### Instructions to follow:
Copy out the lines from the start of the records through the one that contains "0;428;411;944", both ends included, and leave out the pictures. Keep the requests unchanged, but multiply each box coordinate in the answers by 1.6 and round it to a whole number, with halves rounded up.

### Given information:
┄┄┄┄┄┄
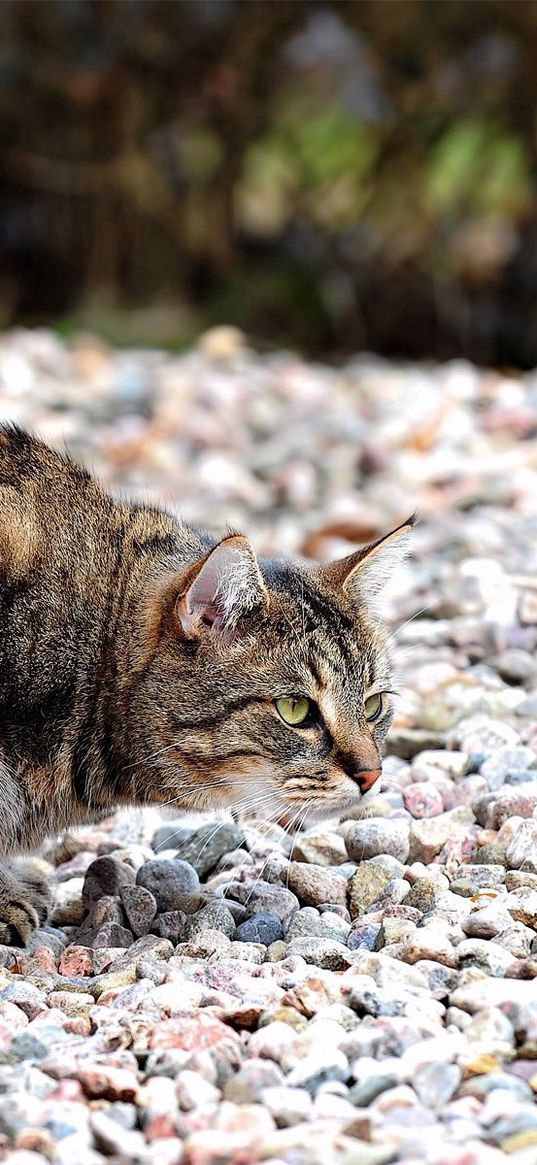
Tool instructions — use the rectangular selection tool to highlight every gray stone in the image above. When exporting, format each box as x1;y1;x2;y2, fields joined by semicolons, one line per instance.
288;938;354;970
410;805;473;864
153;910;188;946
235;913;283;946
345;818;409;862
183;902;235;941
170;820;245;877
347;922;381;951
120;885;157;939
506;819;537;874
82;857;135;910
221;880;301;922
457;938;513;979
136;859;199;913
287;862;347;906
285;906;351;942
348;861;393;918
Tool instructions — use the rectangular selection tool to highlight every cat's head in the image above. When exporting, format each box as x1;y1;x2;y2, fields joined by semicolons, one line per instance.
133;520;412;821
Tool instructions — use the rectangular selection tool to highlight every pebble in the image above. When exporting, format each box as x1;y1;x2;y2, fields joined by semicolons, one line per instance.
235;912;283;946
159;820;245;877
348;860;393;918
136;859;199;912
287;862;347;906
82;857;135;910
120;885;157;939
345;818;410;862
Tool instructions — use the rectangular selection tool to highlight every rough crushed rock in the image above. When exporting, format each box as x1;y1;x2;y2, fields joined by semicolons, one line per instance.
0;329;537;1165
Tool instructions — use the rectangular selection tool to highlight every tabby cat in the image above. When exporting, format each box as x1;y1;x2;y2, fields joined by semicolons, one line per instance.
0;428;411;944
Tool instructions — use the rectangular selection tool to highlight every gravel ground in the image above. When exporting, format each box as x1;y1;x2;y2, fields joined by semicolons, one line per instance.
0;329;537;1165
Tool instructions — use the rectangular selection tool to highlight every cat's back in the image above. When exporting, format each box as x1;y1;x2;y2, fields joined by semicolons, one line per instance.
0;426;113;583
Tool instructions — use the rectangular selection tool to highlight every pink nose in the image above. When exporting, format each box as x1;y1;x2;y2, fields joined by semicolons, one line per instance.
354;769;382;793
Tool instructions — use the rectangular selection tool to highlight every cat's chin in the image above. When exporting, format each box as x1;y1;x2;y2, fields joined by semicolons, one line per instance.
291;792;377;827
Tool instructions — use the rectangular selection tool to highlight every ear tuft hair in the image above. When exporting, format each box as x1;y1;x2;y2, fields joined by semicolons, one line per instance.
316;515;416;603
176;534;268;642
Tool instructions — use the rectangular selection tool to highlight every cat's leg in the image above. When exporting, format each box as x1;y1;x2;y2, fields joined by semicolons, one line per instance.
0;859;51;946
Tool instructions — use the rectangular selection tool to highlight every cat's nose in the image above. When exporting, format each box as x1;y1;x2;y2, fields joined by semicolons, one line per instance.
353;769;382;793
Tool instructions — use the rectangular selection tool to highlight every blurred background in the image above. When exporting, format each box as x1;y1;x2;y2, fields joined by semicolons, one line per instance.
0;0;537;368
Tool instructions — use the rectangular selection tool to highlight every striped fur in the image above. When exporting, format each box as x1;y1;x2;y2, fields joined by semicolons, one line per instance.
0;428;404;930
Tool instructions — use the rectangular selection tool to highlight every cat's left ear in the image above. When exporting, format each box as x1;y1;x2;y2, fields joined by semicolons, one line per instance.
319;515;416;602
175;534;268;642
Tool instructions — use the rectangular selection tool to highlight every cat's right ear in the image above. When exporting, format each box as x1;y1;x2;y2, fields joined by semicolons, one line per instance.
317;515;416;603
175;534;268;643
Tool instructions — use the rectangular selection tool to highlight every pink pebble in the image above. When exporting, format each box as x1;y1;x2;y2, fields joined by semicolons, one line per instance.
403;781;444;817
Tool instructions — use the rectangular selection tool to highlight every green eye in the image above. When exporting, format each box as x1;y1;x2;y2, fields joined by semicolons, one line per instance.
275;696;310;725
363;692;382;720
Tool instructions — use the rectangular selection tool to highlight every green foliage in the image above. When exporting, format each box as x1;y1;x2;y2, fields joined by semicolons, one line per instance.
0;0;537;363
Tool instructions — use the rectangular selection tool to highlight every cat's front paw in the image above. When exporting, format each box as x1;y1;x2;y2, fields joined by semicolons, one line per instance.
0;862;51;946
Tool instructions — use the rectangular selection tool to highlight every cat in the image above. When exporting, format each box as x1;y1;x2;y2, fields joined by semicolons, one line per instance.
0;426;412;945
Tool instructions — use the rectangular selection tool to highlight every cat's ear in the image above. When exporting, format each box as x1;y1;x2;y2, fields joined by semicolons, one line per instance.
175;534;268;642
320;516;416;602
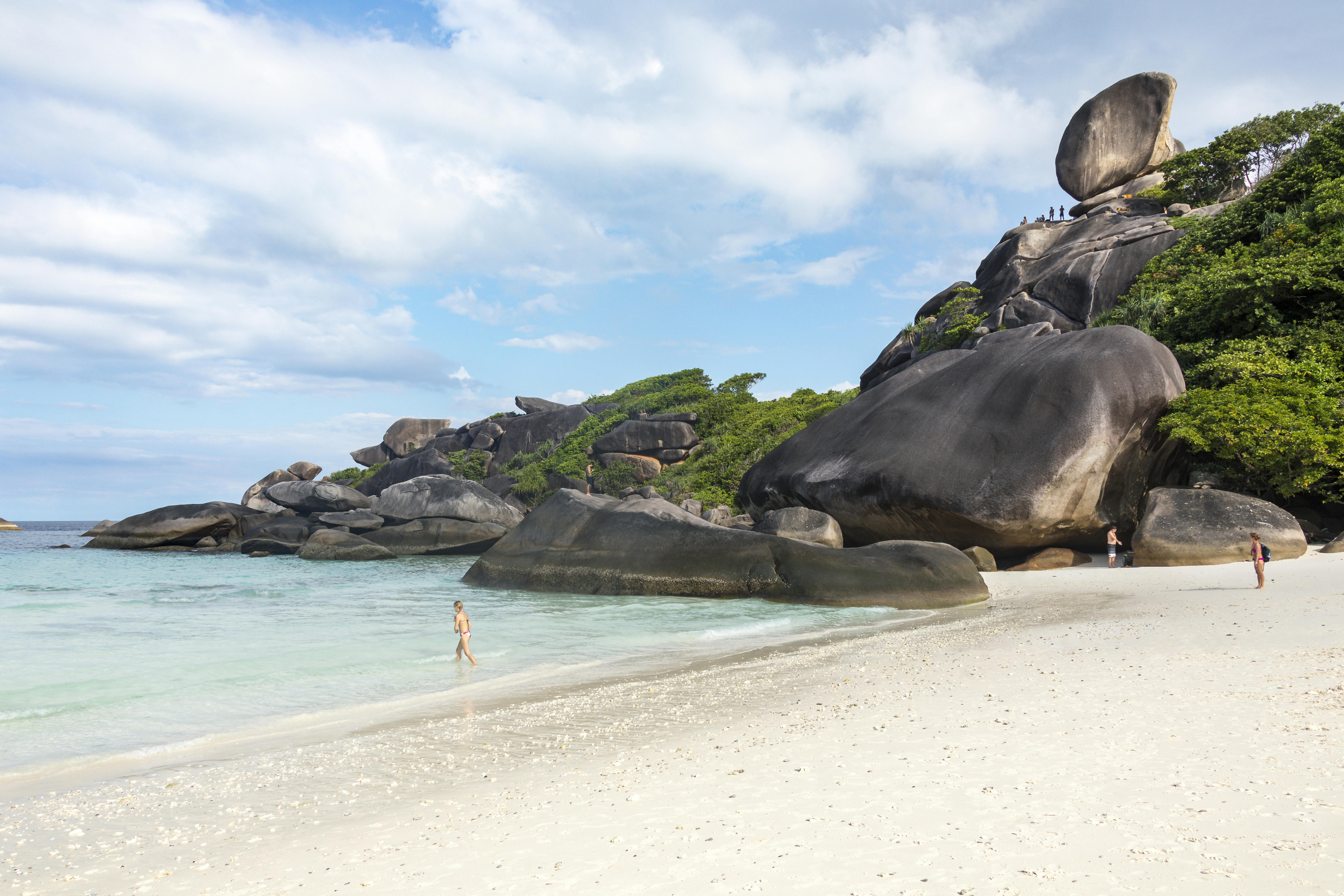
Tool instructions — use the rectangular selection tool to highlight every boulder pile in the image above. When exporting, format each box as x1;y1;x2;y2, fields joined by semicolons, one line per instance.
464;489;989;608
859;71;1224;390
587;412;700;484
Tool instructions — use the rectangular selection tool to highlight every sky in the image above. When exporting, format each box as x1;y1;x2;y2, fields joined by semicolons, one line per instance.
0;0;1344;520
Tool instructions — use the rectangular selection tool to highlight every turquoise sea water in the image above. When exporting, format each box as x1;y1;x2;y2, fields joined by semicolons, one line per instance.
0;522;925;778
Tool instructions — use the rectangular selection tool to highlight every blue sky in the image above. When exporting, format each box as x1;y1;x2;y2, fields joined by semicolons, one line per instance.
0;0;1344;520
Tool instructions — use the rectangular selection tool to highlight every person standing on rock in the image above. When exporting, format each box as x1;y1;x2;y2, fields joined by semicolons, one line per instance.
1251;532;1265;591
453;600;476;666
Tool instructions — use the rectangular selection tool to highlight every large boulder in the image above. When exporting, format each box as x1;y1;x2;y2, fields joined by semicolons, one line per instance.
349;442;396;466
593;451;663;482
495;404;601;467
753;508;844;548
238;513;313;553
462;489;989;608
859;213;1181;390
513;395;568;414
1130;488;1306;567
383;416;453;457
738;327;1184;553
374;475;523;529
593;421;700;454
355;449;453;497
85;501;253;551
298;529;396;560
265;481;374;513
1055;71;1184;199
239;467;304;513
285;461;323;480
364;517;508;556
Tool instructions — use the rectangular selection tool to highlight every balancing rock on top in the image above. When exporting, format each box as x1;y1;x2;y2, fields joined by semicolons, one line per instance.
1055;71;1185;199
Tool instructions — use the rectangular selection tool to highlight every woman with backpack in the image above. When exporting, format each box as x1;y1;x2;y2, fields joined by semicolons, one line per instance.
1251;532;1269;591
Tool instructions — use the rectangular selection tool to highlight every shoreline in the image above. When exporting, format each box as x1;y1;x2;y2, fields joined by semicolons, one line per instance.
0;551;1344;893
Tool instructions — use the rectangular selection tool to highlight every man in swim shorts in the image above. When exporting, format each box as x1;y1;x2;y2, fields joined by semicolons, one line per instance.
453;600;476;666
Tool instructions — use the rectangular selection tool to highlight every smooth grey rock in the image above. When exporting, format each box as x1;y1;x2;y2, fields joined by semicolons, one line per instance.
513;395;567;414
317;509;383;535
700;504;732;525
265;474;376;513
374;475;523;529
85;501;253;551
593;421;700;454
738;327;1184;553
285;461;323;480
364;517;508;557
495;404;593;466
238;514;312;553
962;547;999;572
749;508;844;548
1055;71;1184;199
239;470;300;513
1068;171;1167;218
298;529;396;560
481;475;517;498
1130;488;1306;567
462;490;989;608
349;442;396;466
383;416;453;457
355;451;453;497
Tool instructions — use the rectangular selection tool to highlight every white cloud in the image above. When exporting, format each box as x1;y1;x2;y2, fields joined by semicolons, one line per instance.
495;333;610;352
743;246;882;296
0;0;1059;395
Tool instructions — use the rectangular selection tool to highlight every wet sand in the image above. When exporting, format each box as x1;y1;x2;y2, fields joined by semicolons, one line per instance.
10;552;1344;896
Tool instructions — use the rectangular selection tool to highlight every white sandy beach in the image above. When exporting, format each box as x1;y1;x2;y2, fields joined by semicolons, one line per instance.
8;552;1344;896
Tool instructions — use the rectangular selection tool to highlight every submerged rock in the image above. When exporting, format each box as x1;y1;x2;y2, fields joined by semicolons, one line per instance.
462;489;989;608
298;529;396;560
85;501;253;551
738;327;1184;553
1130;488;1306;567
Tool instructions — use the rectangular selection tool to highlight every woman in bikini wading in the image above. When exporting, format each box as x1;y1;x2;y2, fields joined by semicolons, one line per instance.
453;600;476;666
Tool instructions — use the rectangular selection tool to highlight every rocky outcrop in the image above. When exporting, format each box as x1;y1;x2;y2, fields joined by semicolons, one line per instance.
349;416;453;466
1055;71;1185;199
298;529;396;560
738;327;1184;553
238;514;313;553
1130;488;1306;567
364;517;508;556
265;481;374;513
374;475;523;529
285;461;323;481
239;470;300;513
462;489;989;608
751;508;844;548
85;501;253;549
355;449;453;497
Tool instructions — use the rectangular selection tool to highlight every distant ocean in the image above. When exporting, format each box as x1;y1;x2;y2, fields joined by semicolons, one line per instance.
0;521;927;783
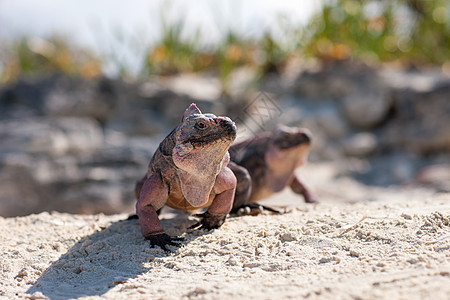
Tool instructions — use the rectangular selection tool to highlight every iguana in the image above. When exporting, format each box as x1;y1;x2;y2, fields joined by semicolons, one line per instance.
135;104;236;251
229;125;316;214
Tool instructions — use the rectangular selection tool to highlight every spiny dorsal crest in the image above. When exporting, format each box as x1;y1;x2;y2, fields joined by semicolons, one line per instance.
181;103;202;122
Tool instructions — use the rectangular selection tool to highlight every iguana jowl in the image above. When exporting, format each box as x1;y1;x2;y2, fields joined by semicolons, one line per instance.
135;104;236;250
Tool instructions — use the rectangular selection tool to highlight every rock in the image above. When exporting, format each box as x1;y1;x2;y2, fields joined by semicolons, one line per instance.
342;82;392;129
414;164;450;193
343;132;378;157
44;77;118;123
0;117;103;155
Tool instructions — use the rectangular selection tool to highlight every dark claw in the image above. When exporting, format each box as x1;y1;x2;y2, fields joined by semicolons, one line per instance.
235;202;281;216
146;233;184;252
189;212;227;230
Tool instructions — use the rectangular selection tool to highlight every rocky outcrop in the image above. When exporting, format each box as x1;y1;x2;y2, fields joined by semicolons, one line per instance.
0;62;450;216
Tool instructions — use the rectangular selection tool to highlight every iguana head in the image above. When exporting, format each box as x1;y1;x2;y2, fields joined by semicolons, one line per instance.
172;104;236;178
265;126;311;191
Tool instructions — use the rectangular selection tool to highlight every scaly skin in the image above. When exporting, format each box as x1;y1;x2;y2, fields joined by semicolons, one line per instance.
229;126;317;214
135;104;236;251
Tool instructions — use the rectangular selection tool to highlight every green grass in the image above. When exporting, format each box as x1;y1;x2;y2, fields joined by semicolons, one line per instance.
0;0;450;86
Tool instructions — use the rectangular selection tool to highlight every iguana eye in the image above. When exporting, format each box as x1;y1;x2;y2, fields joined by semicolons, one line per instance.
195;121;208;130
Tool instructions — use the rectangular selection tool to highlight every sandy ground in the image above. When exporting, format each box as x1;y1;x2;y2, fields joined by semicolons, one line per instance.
0;166;450;299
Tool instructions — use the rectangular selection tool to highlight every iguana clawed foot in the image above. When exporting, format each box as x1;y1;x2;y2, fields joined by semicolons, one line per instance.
232;202;281;216
189;212;227;230
146;233;184;252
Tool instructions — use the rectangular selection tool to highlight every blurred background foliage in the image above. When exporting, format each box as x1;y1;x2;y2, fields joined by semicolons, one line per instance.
0;0;450;86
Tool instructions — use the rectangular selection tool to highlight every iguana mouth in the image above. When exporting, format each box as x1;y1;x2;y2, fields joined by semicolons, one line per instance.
183;118;236;149
184;133;235;149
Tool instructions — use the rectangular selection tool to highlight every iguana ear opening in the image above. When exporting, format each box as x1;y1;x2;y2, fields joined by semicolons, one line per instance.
181;103;202;122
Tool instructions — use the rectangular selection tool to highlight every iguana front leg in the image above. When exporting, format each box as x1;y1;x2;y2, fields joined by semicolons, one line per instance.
136;173;181;251
191;167;236;230
290;174;318;203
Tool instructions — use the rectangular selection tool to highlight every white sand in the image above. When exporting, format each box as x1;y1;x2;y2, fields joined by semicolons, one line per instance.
0;168;450;300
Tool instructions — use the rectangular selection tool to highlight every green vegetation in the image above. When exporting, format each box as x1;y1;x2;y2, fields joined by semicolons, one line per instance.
0;0;450;86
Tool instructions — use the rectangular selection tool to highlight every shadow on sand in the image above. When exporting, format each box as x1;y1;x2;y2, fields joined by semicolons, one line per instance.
27;216;199;299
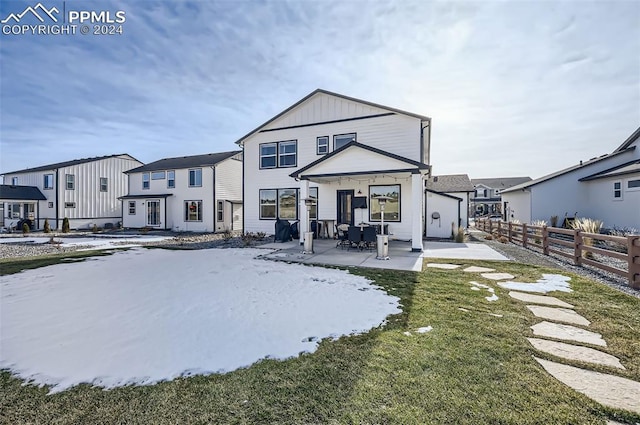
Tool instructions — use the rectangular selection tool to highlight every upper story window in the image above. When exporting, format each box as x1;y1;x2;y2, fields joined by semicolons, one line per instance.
189;168;202;187
44;174;53;189
333;133;356;151
260;140;298;168
316;136;329;155
142;173;149;189
65;174;76;190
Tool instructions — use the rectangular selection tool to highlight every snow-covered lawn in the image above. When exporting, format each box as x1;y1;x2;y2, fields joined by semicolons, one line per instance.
0;249;400;392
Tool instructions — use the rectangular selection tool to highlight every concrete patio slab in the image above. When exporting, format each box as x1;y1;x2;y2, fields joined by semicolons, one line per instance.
534;357;640;413
527;338;625;369
509;291;573;308
531;322;607;347
527;305;591;326
422;241;509;261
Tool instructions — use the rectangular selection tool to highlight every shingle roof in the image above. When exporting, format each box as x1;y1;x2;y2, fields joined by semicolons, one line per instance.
471;177;531;190
0;184;47;201
125;151;242;174
2;153;137;175
427;174;475;192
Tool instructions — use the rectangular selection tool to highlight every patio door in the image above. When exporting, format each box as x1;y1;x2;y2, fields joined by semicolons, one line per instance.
147;201;160;226
336;190;353;226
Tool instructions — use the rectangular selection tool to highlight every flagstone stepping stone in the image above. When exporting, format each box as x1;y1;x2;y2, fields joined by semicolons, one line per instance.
463;266;496;273
427;263;460;270
534;356;640;413
527;305;591;326
531;321;607;347
527;338;625;369
480;273;515;280
510;290;573;308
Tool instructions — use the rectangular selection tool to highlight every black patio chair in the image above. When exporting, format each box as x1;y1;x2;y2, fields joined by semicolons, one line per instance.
348;226;362;249
362;226;376;251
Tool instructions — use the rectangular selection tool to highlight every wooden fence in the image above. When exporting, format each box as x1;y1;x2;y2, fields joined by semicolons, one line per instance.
476;219;640;289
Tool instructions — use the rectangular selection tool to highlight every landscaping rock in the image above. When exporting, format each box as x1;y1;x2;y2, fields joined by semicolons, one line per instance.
509;291;573;308
527;338;625;369
527;305;591;326
534;357;640;413
531;322;607;347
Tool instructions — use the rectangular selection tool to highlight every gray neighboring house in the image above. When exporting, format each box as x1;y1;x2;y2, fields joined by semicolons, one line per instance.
469;177;531;217
425;174;474;238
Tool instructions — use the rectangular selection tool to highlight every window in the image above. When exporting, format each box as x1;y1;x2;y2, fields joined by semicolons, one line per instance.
309;187;318;220
216;201;224;222
260;140;298;168
333;133;356;150
613;182;622;201
316;136;329;155
142;173;149;189
369;184;400;221
189;168;202;187
44;174;53;189
184;201;202;221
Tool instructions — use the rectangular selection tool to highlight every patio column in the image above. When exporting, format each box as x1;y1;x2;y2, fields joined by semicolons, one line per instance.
298;180;311;245
411;173;422;252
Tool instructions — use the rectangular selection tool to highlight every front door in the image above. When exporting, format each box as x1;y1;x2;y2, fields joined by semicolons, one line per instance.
336;190;353;226
147;201;160;226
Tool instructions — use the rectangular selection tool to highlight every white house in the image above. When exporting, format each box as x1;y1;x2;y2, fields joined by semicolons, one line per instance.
501;128;640;229
236;89;431;251
121;151;243;232
425;174;474;238
0;154;142;229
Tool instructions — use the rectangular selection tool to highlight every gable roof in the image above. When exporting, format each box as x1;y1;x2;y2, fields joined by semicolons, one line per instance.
426;174;475;193
125;151;242;174
235;89;431;146
0;184;47;201
471;177;532;190
289;142;429;178
2;153;140;175
578;159;640;182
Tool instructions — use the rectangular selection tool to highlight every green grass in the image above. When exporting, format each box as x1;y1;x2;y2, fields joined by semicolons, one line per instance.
0;253;640;425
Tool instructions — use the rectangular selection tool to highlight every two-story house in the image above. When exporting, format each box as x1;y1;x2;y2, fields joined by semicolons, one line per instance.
470;177;531;217
121;151;243;232
236;89;431;251
0;154;142;229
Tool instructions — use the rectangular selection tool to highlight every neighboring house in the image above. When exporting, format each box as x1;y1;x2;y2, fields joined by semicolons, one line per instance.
425;174;473;238
236;90;431;251
502;128;640;229
121;151;243;232
469;177;531;216
0;154;142;229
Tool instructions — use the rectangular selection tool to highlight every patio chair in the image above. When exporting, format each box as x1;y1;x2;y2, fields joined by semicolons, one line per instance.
336;224;349;249
362;226;376;251
347;226;362;249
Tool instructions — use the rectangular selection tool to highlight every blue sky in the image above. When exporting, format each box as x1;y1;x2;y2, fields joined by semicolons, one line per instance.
0;0;640;178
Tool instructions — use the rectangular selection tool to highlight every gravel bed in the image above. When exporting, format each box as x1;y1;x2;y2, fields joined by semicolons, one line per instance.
469;230;640;298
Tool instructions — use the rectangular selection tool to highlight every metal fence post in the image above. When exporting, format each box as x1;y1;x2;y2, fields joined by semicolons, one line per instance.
627;236;640;289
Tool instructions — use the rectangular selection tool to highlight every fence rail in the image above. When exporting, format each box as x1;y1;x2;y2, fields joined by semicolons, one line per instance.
476;219;640;289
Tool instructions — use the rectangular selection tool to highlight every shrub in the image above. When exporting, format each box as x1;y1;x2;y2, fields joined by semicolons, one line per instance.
62;217;70;233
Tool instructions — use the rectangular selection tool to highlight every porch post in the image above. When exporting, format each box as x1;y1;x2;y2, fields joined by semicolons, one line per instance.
411;173;422;252
298;180;311;245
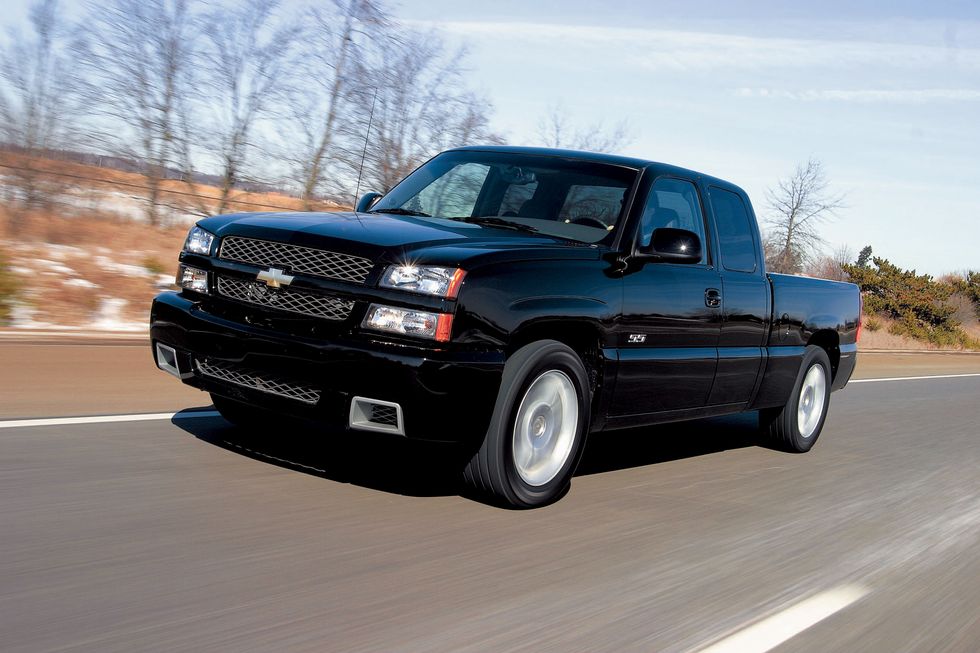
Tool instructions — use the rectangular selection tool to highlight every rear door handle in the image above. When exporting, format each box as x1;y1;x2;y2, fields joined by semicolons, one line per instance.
704;288;721;308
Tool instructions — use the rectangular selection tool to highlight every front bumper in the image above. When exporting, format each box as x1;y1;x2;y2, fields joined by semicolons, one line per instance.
150;292;504;442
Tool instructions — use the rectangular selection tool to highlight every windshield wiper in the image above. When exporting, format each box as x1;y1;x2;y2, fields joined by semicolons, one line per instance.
447;215;538;234
368;209;432;218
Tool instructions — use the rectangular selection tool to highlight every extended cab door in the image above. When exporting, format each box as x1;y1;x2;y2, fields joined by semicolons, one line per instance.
707;185;772;405
609;176;721;424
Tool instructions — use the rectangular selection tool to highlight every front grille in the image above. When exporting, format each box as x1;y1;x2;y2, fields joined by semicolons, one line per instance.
218;236;374;283
217;276;354;320
195;358;320;404
371;404;398;426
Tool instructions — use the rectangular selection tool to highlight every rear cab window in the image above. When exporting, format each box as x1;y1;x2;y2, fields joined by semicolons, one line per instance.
708;186;759;272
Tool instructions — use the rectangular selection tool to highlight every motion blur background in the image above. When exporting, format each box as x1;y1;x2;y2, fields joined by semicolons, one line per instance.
0;0;980;348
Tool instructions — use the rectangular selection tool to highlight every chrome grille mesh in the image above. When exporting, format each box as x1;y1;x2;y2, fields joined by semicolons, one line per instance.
371;404;398;426
195;359;320;404
217;276;354;320
218;236;374;283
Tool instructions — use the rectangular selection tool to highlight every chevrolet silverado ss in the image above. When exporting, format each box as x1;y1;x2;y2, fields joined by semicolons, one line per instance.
150;147;861;507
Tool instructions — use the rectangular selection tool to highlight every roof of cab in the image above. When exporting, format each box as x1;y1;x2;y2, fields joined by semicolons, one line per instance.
449;145;745;194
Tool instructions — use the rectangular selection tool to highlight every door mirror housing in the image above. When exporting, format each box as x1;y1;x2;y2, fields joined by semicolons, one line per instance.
637;227;701;263
354;193;382;213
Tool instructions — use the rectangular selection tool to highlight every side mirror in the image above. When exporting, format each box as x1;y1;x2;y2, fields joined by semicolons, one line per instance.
354;193;382;213
638;227;701;263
┄┄┄┄┄┄
### Exercise solution:
Tool instructions — use the rectangular selection tool to highlight every gray stone in the image above. When exporting, format each box as x1;y1;x2;y2, fields joined by semicolons, one line per instance.
461;1501;566;1552
656;1288;757;1382
245;1456;301;1514
376;1461;453;1514
552;1309;654;1379
293;1443;376;1506
272;1312;392;1403
555;1475;610;1522
192;1416;251;1502
810;1310;859;1398
131;1371;216;1456
354;1408;482;1475
731;1501;821;1566
218;1374;318;1461
459;1379;555;1450
456;1450;562;1507
557;1378;629;1469
Tool instructions — use the rectangular selection tool to highlight every cat's head in the image above. When exporting, format each box as x1;y1;x2;y2, fields joined by semicolons, one line per instance.
213;832;659;1314
Tool instructions — use the rectangular selection tool to highlight every pebble in the image above. When exporting, format each box as x1;y1;x2;y2, fields joined by semicolons, one line per instance.
376;1459;453;1514
254;1312;392;1403
557;1376;629;1469
218;1374;318;1459
459;1379;555;1450
131;1371;216;1456
192;1416;251;1502
552;1309;656;1379
Tool instructions — use the rectangular selection tool to highlight every rough crushed rock in the image above. When exporting, format each box as x1;y1;x2;y2, fields joined by semicolons, one line per instance.
0;526;859;1864
Tool instructions — use the rectangular selection tool to highlight every tabby cat in the image above. When exporting, format each box as x1;y1;x2;y2, fields joined by semicolons, one line per instance.
0;685;658;1510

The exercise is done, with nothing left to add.